ACTION ITEM:
Here the job is to retype the data word for word while leaving the pictures aside.
<<<<
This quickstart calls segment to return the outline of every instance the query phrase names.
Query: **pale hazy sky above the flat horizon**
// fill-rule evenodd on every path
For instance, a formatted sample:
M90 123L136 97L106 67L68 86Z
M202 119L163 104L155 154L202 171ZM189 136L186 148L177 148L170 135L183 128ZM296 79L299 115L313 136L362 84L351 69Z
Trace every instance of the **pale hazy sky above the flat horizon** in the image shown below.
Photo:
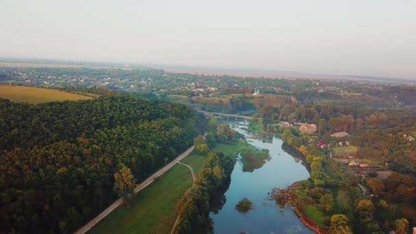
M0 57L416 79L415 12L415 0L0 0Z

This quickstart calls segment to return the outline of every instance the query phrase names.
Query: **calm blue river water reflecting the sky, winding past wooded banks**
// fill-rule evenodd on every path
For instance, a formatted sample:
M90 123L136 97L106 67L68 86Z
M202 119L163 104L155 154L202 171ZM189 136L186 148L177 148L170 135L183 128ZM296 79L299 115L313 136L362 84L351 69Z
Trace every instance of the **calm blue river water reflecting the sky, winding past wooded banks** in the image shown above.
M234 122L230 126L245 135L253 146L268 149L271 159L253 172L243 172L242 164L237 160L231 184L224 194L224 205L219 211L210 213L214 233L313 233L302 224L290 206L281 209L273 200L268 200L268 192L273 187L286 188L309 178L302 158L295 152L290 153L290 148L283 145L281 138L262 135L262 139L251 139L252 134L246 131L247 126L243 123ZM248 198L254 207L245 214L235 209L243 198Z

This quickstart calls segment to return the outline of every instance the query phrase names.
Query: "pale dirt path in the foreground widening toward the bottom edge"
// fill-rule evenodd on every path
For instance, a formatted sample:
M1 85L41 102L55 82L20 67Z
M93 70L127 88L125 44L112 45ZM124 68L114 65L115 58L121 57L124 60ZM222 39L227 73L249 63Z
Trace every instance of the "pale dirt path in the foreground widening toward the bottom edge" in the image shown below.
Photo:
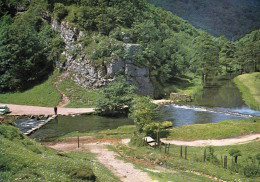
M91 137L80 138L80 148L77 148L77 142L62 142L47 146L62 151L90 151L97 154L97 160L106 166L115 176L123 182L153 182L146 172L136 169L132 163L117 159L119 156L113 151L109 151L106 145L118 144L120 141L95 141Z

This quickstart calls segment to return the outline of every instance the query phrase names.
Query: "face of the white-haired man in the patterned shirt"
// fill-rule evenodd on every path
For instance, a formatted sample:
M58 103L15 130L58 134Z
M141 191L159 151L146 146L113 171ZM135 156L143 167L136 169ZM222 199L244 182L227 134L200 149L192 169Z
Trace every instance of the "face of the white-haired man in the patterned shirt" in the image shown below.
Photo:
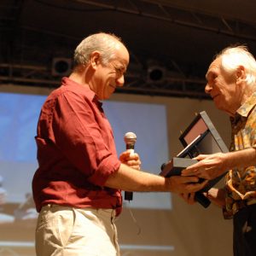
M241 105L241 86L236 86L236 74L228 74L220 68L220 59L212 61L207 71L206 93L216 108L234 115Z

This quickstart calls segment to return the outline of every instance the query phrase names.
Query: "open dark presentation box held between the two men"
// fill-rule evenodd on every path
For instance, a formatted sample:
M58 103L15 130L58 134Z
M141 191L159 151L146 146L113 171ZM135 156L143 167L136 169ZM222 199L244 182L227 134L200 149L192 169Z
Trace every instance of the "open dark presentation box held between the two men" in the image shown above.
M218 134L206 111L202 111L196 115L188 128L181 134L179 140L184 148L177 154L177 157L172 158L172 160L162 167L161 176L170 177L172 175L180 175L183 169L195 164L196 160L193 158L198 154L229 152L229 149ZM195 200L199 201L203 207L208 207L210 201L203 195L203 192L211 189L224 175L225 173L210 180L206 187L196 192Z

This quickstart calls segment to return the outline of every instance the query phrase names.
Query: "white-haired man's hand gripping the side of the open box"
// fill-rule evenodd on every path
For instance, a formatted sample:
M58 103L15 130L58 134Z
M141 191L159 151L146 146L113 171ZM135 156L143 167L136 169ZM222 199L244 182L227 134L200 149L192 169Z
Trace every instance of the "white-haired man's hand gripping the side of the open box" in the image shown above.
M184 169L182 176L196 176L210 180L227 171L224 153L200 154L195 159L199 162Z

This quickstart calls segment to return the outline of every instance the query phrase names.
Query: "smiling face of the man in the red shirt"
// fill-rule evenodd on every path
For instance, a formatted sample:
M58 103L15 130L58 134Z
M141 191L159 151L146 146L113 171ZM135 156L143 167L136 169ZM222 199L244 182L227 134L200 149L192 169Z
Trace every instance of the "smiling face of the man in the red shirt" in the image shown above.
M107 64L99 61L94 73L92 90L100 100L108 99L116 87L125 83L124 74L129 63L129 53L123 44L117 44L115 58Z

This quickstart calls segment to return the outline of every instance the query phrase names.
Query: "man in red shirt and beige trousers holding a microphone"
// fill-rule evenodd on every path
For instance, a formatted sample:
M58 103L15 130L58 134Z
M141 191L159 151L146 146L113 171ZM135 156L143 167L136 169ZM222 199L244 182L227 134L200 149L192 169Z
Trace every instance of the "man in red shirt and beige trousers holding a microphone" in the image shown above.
>>>>
RESPONSE:
This quickstart calls segment to return the outline of every instance the query phrase names.
Query: **pale hazy sky above the flat horizon**
// fill-rule evenodd on every path
For instance, a formatted sample:
M90 123L136 97L106 67L68 86Z
M202 119L163 104L155 154L202 171ZM189 136L186 148L177 148L170 135L183 128ZM296 79L299 115L313 136L362 84L351 69Z
Trace every instance of the **pale hazy sky above the flat horizon** in the image shown below.
Photo:
M0 57L416 79L415 12L415 0L0 0Z

This quickstart calls segment to return the outline of every instance the query phrase names.
Query: **calm blue river water reflecting the sky, winding past wooded banks**
// fill-rule evenodd on every path
For instance, a formatted sample:
M90 123L136 97L106 67L68 86Z
M202 119L163 104L155 154L202 171ZM189 136L186 148L177 148L170 135L183 128ZM296 79L299 115L313 136L362 84L351 69Z
Trace every instance of the **calm blue river water reflecting the sky, winding past wooded banks** in the image shown above.
M234 122L230 126L245 135L253 146L268 149L271 159L253 172L243 172L242 164L237 160L231 184L224 194L224 205L219 211L210 213L214 233L313 233L302 224L290 206L281 209L273 200L268 200L268 192L273 187L286 188L309 178L302 158L295 152L290 153L290 148L283 145L281 138L262 135L262 139L251 139L252 134L246 131L247 126L243 123ZM248 198L254 207L245 214L235 209L243 198Z

This quickstart calls segment to return the outline of every instance the query phrase names.
Query: "pale dirt path in the foreground widening toward the bottom edge"
// fill-rule evenodd on every path
For instance, a formatted sample:
M1 85L41 102L55 82L20 67Z
M93 70L127 88L125 44L112 45ZM124 68L114 65L115 58L121 57L124 60ZM222 39L227 73L249 63Z
Trace every instance of the "pale dirt path in the foreground widening toward the bottom edge" in the image shown below.
Photo:
M91 137L80 138L80 148L77 148L77 142L62 142L47 146L62 151L90 151L97 154L97 160L106 166L115 176L123 182L153 182L146 172L136 169L132 163L117 159L119 156L113 151L109 151L106 145L118 144L120 141L95 141Z

This quickstart calls segment to return the outline of every instance the query phrase names.
Query: "face of the white-haired man in the patterned shirt"
// fill-rule evenodd on every path
For instance, a formatted sample:
M58 103L15 130L58 134Z
M141 191L159 151L146 146L113 171ZM135 156L143 167L136 169ZM222 199L244 182L227 134L200 149L192 169Z
Trace every instance of the "face of the white-haired man in the patterned shirt" in the image shown below.
Photo:
M241 105L241 86L236 86L236 74L228 74L220 68L220 59L212 61L207 71L206 93L216 108L234 115Z

This quickstart calls segment to return the outline of every instance the query phrase names.
Query: "open dark presentation box held between the two men"
// fill-rule evenodd on every path
For instance, a formatted sample:
M58 103L15 130L58 134Z
M141 191L159 151L146 146L113 171ZM135 156L143 167L136 169ZM222 199L244 182L227 134L200 149L192 169Z
Trace every instance of the "open dark presentation box held between the two men" in the image shown above.
M218 134L206 111L202 111L196 115L188 128L181 134L179 140L184 148L177 154L177 157L172 158L172 160L162 167L161 176L170 177L172 175L180 175L183 169L195 164L196 160L193 158L198 154L229 152L229 149ZM195 200L199 201L203 207L208 207L210 201L203 195L203 192L211 189L224 175L225 173L210 180L206 187L196 192Z

This quickstart calls segment to return the outline of every instance the query phrase names.
Query: "white-haired man's hand gripping the side of the open box"
// fill-rule evenodd on every path
For instance, a formatted sample:
M58 103L15 130L58 134Z
M141 191L159 151L146 146L113 171ZM135 156L143 167L136 169ZM222 199L244 182L227 134L200 149L192 169Z
Trace every instance of the "white-haired man's hand gripping the side of the open box" in the image shown above.
M184 169L182 176L196 176L210 180L227 171L224 153L200 154L195 159L199 162Z

This quickstart calls segment to return the outline of every instance the query phrase names.
Query: "smiling face of the man in the red shirt"
// fill-rule evenodd on every path
For instance, a formatted sample:
M58 103L15 130L58 134Z
M141 191L159 151L146 146L113 171ZM135 156L143 167L136 169ZM222 199L244 182L227 134L200 149L192 169Z
Trace every instance of the "smiling face of the man in the red shirt" in the image shown above.
M107 64L99 61L94 73L92 90L100 100L108 99L116 87L125 83L124 74L129 63L129 53L123 44L117 44L115 58Z

This quickstart calls segment to return the outline of every instance the query phrase names.
Query: "man in red shirt and beige trousers holding a microphone"
// fill-rule evenodd on every path
For instance, a formatted sample:
M58 103L15 130L58 134Z
M141 191L159 151L146 146L113 171ZM135 156L143 167L136 169ZM222 199L244 182L227 134L200 149L192 169Z
Trace every instance of the "man in red shirt and beige trousers holding a microphone" in the image shown above.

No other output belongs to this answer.